| TEXTO SELECIONADO |
++++++++++++++++++++
Acreditamos que o arcabouço teórico-conceitual explorado neste artigo poderá ser útil em futuras análises relacionadas a diversas formas de interação entre governança estatal e governança médica, e sobre os limites em todos os níveis da autonomia médica, sobretudo considerando-se o recente avanço do extremismo de direita no cenário político global.
Considerações finais
A atuação do CFM durante a pandemia constituiu uma ameaça à saúde pública e uma afronta a qualquer modelo eticamente responsável de governança médica. Não se tratou apenas de uma natural alternância de poder entre perspectivas políticas mais neoliberais ou mais social-democratas, como nos habituamos a ver tanto na macropolítica do Estado quanto nas micropolíticas das instituições e autarquias. Tratou-se, antes de tudo, da articulação de um órgão regulador da importância do CFM a uma perspectiva protofascista e negacionista que, no caso do governo de Bolsonaro, além dos malefícios causados durante a pandemia de COVID-19, elogiou a tortura, promoveu o uso de armas pela população, atentou contra as instituições democráticas, promoveu a maior destruição ambiental que o Brasil já sofreu em quatro anos (entre 2019 e 2022) com o extermínio de povos indígenas (como a crise Yanomami), e deixou em cinzas as políticas públicas de saúde construídas durante décadas (Avritzer & Rennó, 2021; Pinheiro-Machado & Freixo, 2019).
Apesar da derrota do ex-presidente Bolsonaro em sua tentativa de reeleição em 2022, os partidários de suas ideias extremistas de direita seguem fortes no Congresso brasileiro e no CFM. Os grandes órgãos de imprensa noticiaram a mobilização destes partidários para apoiar chapas de extrema direita na nova eleição para o CFM, realizada recentemente. A chapa vitoriosa foi a do médico Francisco Cardoso, que ficou conhecido por defender o uso de medicamentos para tratamento precoce da COVID-19 na CPI da COVID no Senado (Satie, 2024).
++++++++++++++++++++
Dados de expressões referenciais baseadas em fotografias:
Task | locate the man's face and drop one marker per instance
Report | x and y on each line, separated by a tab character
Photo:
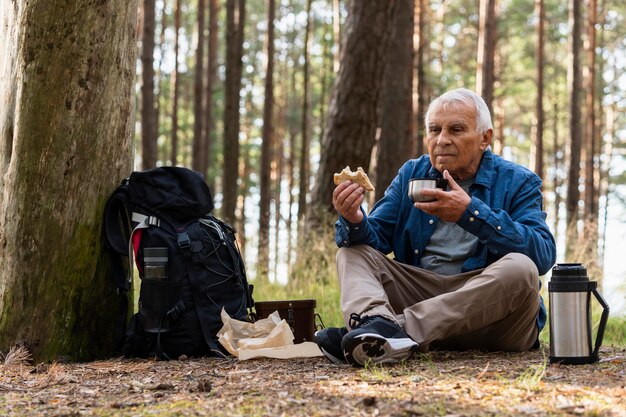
453	142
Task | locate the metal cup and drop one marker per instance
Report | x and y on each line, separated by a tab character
417	184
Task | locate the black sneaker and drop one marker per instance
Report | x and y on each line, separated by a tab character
329	342
377	340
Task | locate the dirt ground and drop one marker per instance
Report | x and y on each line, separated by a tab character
437	384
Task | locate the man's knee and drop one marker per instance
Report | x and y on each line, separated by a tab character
517	268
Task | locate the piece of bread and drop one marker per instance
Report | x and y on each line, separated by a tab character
360	177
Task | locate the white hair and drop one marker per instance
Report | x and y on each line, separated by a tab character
467	98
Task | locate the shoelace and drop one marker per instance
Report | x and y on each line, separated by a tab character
357	321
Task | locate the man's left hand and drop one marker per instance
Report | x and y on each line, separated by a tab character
449	205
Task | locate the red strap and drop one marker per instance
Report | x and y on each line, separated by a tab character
136	238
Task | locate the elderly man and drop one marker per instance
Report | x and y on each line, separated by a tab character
466	267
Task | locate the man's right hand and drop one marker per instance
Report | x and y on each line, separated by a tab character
347	199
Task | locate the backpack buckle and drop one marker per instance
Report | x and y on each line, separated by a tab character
183	240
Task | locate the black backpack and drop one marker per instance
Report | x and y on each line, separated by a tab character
188	261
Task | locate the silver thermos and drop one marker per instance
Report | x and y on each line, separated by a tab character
570	292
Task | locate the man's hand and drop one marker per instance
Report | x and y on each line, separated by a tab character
347	199
449	205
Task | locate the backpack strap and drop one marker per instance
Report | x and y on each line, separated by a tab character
115	232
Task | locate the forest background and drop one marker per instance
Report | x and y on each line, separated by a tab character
268	98
552	73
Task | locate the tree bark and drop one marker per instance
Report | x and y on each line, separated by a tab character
539	59
487	35
396	142
148	110
175	86
575	87
198	157
235	18
209	125
351	126
306	98
420	43
267	146
65	137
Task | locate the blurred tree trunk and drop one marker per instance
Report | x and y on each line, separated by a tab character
591	148
148	110
65	138
159	153
591	234
267	146
487	37
235	22
539	60
305	118
419	78
574	77
351	127
175	86
198	157
209	125
558	153
337	35
396	142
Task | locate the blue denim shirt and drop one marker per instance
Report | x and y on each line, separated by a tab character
505	214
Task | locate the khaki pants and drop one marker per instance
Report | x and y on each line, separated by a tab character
489	309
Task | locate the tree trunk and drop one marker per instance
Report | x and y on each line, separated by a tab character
337	35
175	86
351	126
396	143
198	157
558	163
419	99
209	125
304	149
539	54
591	148
487	35
148	110
266	151
235	19
574	77
65	137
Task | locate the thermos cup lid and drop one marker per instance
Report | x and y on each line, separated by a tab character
569	272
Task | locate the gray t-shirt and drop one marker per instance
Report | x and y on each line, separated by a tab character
450	245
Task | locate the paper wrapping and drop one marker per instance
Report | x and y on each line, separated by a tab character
270	338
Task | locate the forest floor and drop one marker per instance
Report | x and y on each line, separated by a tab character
435	384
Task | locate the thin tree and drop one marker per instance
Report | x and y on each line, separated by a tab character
175	85
591	148
148	110
574	77
420	44
487	36
198	156
396	143
235	19
305	121
209	123
351	127
266	150
539	60
66	130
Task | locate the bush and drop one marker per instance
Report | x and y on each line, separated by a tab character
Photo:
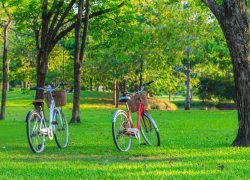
220	88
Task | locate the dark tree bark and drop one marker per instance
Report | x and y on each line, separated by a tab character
91	84
116	93
141	73
188	84
5	83
54	17
77	67
233	19
79	55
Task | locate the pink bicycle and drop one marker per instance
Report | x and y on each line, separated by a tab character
123	128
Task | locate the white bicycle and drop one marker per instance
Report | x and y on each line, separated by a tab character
36	126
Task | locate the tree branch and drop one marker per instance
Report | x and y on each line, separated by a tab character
59	24
214	7
71	27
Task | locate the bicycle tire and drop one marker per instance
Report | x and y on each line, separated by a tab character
122	141
149	130
33	126
60	129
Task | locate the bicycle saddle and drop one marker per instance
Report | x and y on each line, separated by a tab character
124	99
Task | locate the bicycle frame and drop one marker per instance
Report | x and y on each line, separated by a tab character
49	129
140	112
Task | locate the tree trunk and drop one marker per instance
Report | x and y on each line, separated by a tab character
42	68
188	100
117	94
233	19
5	69
79	55
238	35
169	96
77	67
141	74
91	84
114	93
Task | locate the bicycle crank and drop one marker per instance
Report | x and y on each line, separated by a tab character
134	132
47	132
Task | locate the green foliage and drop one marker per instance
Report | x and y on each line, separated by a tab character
220	88
194	145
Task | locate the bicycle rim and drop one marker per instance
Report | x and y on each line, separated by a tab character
149	130
60	129
34	125
120	124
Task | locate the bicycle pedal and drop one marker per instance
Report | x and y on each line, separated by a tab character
133	131
54	123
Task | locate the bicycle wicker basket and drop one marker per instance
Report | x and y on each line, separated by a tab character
133	103
60	98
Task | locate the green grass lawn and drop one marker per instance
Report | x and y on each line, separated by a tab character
194	144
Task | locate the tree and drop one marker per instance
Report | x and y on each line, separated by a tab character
233	19
57	19
6	28
78	58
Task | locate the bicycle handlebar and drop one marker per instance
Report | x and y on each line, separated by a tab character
142	88
146	84
49	88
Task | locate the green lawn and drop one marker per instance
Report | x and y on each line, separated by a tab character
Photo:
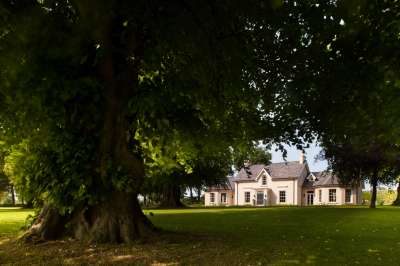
12	220
278	236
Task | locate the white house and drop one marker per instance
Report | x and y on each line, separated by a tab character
286	183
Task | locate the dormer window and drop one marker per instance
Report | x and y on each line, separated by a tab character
264	180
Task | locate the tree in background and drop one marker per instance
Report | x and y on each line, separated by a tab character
349	94
252	154
97	81
89	79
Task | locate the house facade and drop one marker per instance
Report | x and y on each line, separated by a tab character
286	183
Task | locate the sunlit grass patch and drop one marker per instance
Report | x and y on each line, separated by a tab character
223	236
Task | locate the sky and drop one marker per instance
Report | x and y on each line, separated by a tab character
293	154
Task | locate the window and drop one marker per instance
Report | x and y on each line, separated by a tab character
223	197
348	196
332	195
247	197
212	197
282	196
264	180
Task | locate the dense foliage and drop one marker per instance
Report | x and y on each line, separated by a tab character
97	96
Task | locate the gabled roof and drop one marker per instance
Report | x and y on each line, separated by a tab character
249	173
275	170
323	179
223	184
286	169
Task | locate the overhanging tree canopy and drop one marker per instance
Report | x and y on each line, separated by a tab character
88	82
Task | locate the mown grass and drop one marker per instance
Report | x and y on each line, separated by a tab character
242	236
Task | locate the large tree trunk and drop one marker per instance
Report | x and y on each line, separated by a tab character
171	196
118	216
397	201
49	225
374	184
118	220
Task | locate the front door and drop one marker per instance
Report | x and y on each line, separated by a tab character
310	198
260	198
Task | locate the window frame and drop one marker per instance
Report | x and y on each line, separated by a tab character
226	197
212	197
282	195
332	195
347	197
264	180
247	197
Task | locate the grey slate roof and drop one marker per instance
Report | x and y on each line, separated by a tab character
249	173
224	184
275	170
286	169
323	179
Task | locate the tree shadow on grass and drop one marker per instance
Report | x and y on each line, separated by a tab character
165	248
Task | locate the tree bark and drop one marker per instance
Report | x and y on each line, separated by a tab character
49	225
118	220
118	217
374	184
397	201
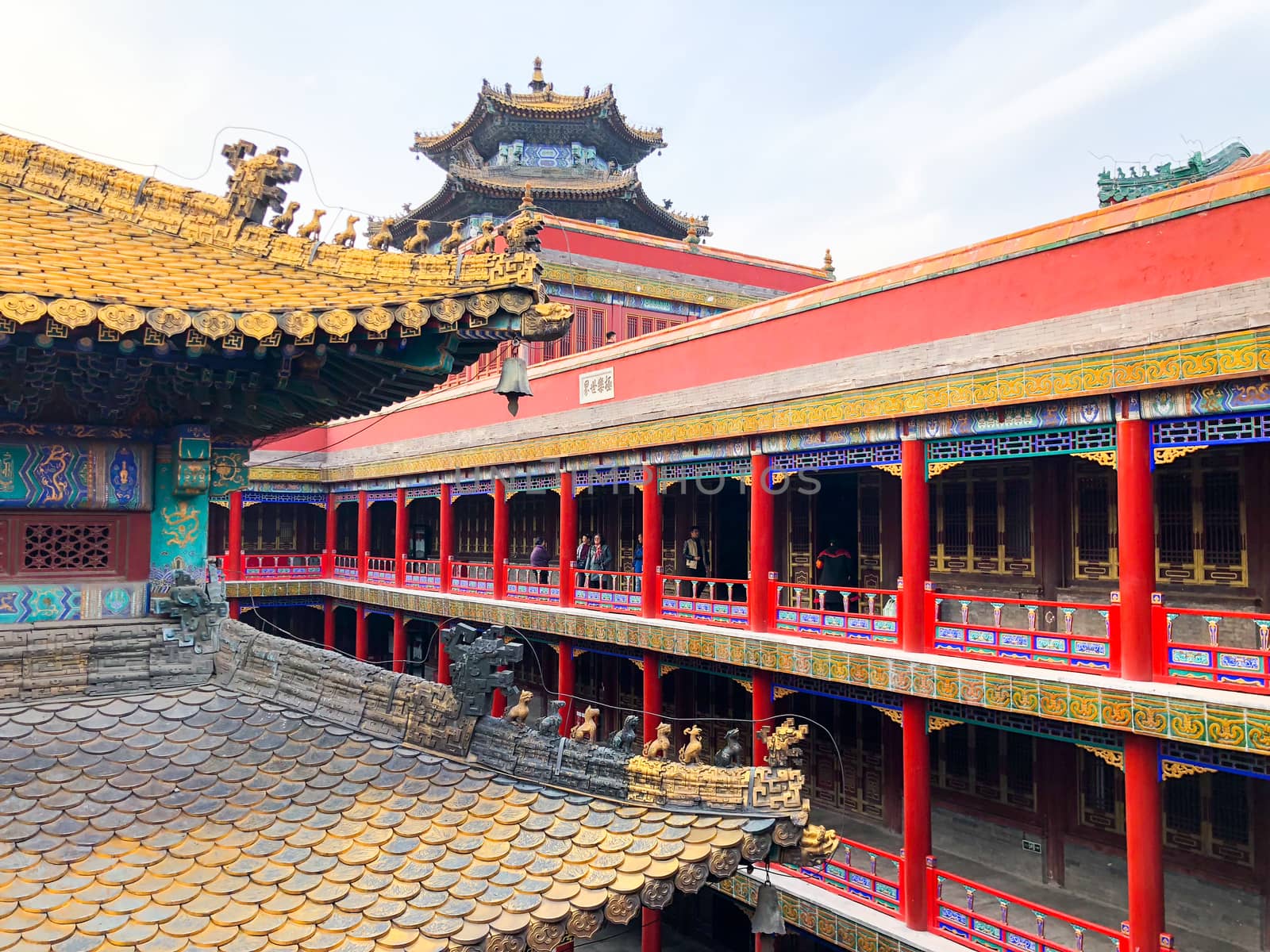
++++++++++++++++++++
| COMPLETE O SEGUINTE |
1. Enumere as ações que o texto sobre o CFM e a pandemia atribui ao governo de Bolsonaro após a expressão "além dos malefícios causados durante a pandemia de COVID-19".
2. Prolongue o texto sobre o CFM e a pandemia, dando sequência à sua última frase.

| EXERCÍCIOS RESOLVIDOS |
1.
1. Elogiou a tortura.
2. Promoveu o uso de armas pela população.
3. Atentou contra as instituições democráticas.
4. Promoveu a maior destruição ambiental que o Brasil já sofreu em quatro anos (entre 2019 e 2022), com o extermínio de povos indígenas (como a crise Yanomami).
5. Deixou em cinzas as políticas públicas de saúde construídas durante décadas.

2.
Já não é possível medir especificamente o tamanho do impacto do uso generalizado de drogas comprovadamente potencializadoras do aumento da mortalidade sobre as mais de 700 mil mortes por COVID-19 no Brasil durante o governo de Bolsonaro. Ainda assim, o episódio demonstra a pertinência da reivindicação por uma maior regulação estatal sobre as práticas médicas, sobretudo quando envolvem a prescrição off-label de medicamentos e o uso de equipamentos que atendem aos interesses econômicos de grandes corporações empresariais como a indústria farmacêutica. Fica evidente a necessidade se instituir novas formas de controle da sociedade sobre as relações de interesse que podem articular governança estatal e governança médica, incluindo uma maior transparência dos interesses envolvidos na formulação das regulamentações das práticas médicas de pesquisa e assistência, onde deverá estar garantida a participação de atores sociais externos à corporação médica.
Este episódio é um exemplo significativo, também, do quanto a medicina moderna, enredada na teia da mercantilização da saúde do neoliberalismo, já não autoriza uma crença justificada no discurso altruísta da medicina de que o bem-estar dos pacientes se encontra sempre acima dos seus interesses pessoais ou corporativos, o que reforça a necessidade de impor limites éticos e científicos à autorregulação da categoria.
Espera-se que o Brasil possa agora também ser exemplo para o mundo de como se investigam os delitos éticos e as práticas criminosas na área da saúde, e de como se punem os responsáveis na forma da lei, quando uma modalidade de articulação entre governança estatal e governança médica não mais se apoia na ciência, mas em sua negação, trazendo funestas consequências para a população.